Convert every line in each of the following records into a numbered list, omitting any blank lines.

"""

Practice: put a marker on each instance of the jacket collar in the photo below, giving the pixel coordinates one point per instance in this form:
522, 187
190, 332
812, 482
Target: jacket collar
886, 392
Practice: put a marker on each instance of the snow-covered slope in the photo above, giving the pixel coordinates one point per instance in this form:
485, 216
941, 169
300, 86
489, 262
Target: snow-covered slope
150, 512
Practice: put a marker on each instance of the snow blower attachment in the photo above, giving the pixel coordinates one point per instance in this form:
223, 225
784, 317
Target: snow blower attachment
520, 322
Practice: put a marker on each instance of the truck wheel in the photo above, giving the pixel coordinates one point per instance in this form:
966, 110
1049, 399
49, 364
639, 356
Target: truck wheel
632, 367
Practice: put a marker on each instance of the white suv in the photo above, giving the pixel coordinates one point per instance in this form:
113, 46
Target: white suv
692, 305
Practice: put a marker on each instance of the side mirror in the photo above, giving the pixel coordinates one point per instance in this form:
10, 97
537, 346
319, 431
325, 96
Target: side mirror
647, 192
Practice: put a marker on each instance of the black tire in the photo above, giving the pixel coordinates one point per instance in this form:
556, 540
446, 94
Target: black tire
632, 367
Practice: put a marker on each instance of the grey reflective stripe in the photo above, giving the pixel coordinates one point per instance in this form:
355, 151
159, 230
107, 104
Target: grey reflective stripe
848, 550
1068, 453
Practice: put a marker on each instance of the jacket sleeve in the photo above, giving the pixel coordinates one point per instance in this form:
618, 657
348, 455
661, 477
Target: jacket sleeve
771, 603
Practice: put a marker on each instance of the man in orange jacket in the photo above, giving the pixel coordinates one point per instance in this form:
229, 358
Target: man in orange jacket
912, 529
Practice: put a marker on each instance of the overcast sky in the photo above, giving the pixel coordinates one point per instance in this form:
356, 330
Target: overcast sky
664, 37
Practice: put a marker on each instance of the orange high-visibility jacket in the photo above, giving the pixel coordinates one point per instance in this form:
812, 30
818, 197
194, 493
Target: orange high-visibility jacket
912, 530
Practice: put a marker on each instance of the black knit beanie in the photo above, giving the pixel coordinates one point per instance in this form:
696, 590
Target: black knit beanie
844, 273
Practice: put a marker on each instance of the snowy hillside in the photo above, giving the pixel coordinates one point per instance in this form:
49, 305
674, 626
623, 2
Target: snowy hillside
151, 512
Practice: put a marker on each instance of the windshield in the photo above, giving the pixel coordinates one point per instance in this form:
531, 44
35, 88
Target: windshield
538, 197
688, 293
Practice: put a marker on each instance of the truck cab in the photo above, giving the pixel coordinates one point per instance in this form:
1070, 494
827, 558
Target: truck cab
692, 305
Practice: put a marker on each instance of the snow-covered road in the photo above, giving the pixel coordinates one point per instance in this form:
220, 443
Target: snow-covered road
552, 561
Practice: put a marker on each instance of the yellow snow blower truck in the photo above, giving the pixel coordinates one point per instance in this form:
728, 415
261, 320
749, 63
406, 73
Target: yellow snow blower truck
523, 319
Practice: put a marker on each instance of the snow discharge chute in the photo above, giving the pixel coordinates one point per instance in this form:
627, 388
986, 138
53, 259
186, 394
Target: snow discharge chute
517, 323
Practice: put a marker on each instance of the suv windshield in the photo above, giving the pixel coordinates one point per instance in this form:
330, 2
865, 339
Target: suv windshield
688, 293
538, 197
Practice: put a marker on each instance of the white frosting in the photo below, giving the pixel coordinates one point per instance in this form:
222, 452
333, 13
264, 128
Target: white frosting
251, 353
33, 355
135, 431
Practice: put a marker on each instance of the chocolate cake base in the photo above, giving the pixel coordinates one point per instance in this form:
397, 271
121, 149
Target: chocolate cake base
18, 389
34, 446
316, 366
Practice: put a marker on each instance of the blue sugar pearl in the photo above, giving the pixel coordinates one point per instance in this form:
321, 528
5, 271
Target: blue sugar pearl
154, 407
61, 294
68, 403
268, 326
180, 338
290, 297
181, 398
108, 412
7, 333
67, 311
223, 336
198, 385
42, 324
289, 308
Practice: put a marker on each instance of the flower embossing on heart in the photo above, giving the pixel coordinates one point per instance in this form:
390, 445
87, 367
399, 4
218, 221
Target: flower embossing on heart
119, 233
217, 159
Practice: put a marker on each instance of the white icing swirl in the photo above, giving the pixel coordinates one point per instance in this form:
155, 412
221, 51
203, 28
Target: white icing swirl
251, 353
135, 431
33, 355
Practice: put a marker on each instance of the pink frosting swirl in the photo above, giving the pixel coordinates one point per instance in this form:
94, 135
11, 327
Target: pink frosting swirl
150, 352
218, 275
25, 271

"""

RESPONSE:
1. Practice: put a marker on each instance of the jacket collar in the photo below, giving the pixel coordinates one point per instance in this form:
2. 522, 187
3. 190, 332
4. 812, 482
5. Target: jacket collar
6. 886, 392
7. Practice: put a marker on each instance of the snow-covered slope in the photo above, giving the pixel coordinates one point per instance in this form:
8. 485, 216
9. 941, 169
10. 300, 86
11. 489, 262
12. Target: snow-covered slope
13. 150, 512
14. Practice: put a marker on each instance of the snow blower attachment in the photo above, giving the pixel coordinates one point per instance in this form:
15. 223, 225
16. 784, 317
17. Target: snow blower attachment
18. 520, 322
19. Practice: put a marker on each instance of the truck wheel in the photo above, giving the pixel coordinates one point per instance in this form:
20. 966, 110
21. 1049, 399
22. 49, 364
23. 639, 356
24. Target: truck wheel
25. 632, 367
26. Practice: put a marker on each instance of the white suv in the photo above, giving the pixel coordinates one point per instance in this form:
27. 113, 46
28. Target: white suv
29. 692, 305
30. Practice: put a marker on each instance of the side mirror in the photo above, giving the pixel coordinates one point per instance in this form:
31. 10, 97
32. 537, 346
33. 319, 431
34. 325, 96
35. Target: side mirror
36. 647, 192
37. Practice: put a marker on each instance of the black tire in the photo above, giving the pixel coordinates one point per instance in this form:
38. 556, 540
39. 446, 94
40. Target: black tire
41. 632, 367
42. Practice: put a marker on each instance of the grey reflective stripe in the photo above, giving the pixel coordinates one point per instance in this form:
43. 355, 151
44. 159, 230
45. 107, 104
46. Target: grey reflective stripe
47. 848, 550
48. 1068, 453
49. Practice: put a marker on each instance of the jacket sleeve in the photo above, giving the pixel coordinates one point per instance in this form:
50. 618, 657
51. 348, 455
52. 661, 477
53. Target: jacket sleeve
54. 771, 603
55. Practice: put a marker on each instance of the man in orange jacket in the photo above, giving the pixel coordinates one point per instance in this form:
56. 229, 358
57. Target: man in orange jacket
58. 912, 529
59. Practice: put a marker on each instance of the overcast sky in the photo above, giving the pixel coordinates one point per instance in this form:
60. 356, 330
61. Target: overcast sky
62. 664, 37
63. Practice: put a marker on each instance of the orange high-visibility jacket in the photo above, giving the pixel coordinates one point per instance in this form:
64. 812, 30
65. 818, 197
66. 194, 493
67. Target: orange high-visibility jacket
68. 912, 530
69. Practice: put a marker on each instance of the black knit beanie in the photo above, giving the pixel coordinates one point per instance in this form:
70. 696, 590
71. Target: black knit beanie
72. 844, 273
73. Practice: put a marker on each instance of the snowy hillside in the photo above, giving the pixel coordinates one point per instance in this form:
74. 49, 305
75. 674, 626
76. 623, 2
77. Target: snowy hillside
78. 151, 512
79. Practice: put a marker on each instance of the windshield in the photo above, giving the pixel coordinates one point per instance in this form:
80. 531, 44
81. 35, 88
82. Target: windshield
83. 538, 197
84. 688, 293
85. Practice: put a marker on each instance of the truck cab in the photo above, giving the pixel coordinates one point per instance in this form:
86. 1070, 494
87. 827, 558
88. Target: truck cab
89. 692, 305
90. Practice: put a marker on each instance of the snow-covered road in the photo above, giving the pixel coordinates one point per instance in this form:
91. 220, 443
92. Target: snow-covered road
93. 552, 561
94. Practice: put a marker on each instance of the yellow snow blower truck in the photo above, giving the pixel coordinates one point per instance in this form:
95. 728, 415
96. 261, 320
97. 749, 63
98. 406, 73
99. Target: yellow snow blower truck
100. 523, 319
101. Practice: put a marker on each instance of the snow discharge chute in the photo above, giving the pixel coordinates one point per instance in this form:
102. 627, 388
103. 986, 138
104. 53, 259
105. 186, 394
106. Target: snow discharge chute
107. 517, 323
108. Practice: put a marker on each instance of the suv windshield in the photo above, giving the pixel coordinates one point per instance in this form:
109. 330, 2
110. 865, 339
111. Target: suv windshield
112. 688, 293
113. 538, 197
114. Practice: put a marker on each instance of the white frosting in the photo below, giving the pixel coordinates one point per instance in this form:
115. 222, 452
116. 333, 13
117. 264, 128
118. Target: white frosting
119. 251, 353
120. 33, 355
121. 135, 431
122. Practice: put a marker on each instance of the chocolate cake base in the photo above, giving the pixel coordinates one point per instance in this form:
123. 397, 271
124. 121, 149
125. Target: chocolate cake base
126. 18, 389
127. 34, 446
128. 316, 366
129. Practice: put a marker on each instance of the blue sugar pearl in the photo above, giving the pixel coordinates one point per instance in this form:
130. 321, 528
131. 5, 271
132. Target: blue sugar pearl
133. 154, 407
134. 61, 294
135. 68, 403
136. 268, 326
137. 180, 338
138. 290, 297
139. 181, 398
140. 108, 412
141. 7, 333
142. 67, 311
143. 223, 336
144. 198, 385
145. 42, 324
146. 289, 308
147. Practice: put a marker on each instance of the flower embossing on heart in the photo above, giving the pixel coordinates one point per instance in this form:
148. 390, 445
149. 87, 367
150. 399, 4
151. 218, 221
152. Target: flower embossing on heart
153. 119, 233
154. 217, 159
155. Practice: put a marker on each instance of the white icing swirl in the photo above, giving the pixel coordinates one point per instance in this form:
156. 155, 412
157. 221, 51
158. 203, 28
159. Target: white icing swirl
160. 251, 353
161. 135, 431
162. 33, 355
163. Practice: put a marker on each instance of the pink frosting swirl in the photo above, giving the pixel coordinates one point per instance in this form:
164. 94, 135
165. 11, 327
166. Target: pink frosting swirl
167. 150, 352
168. 218, 275
169. 25, 271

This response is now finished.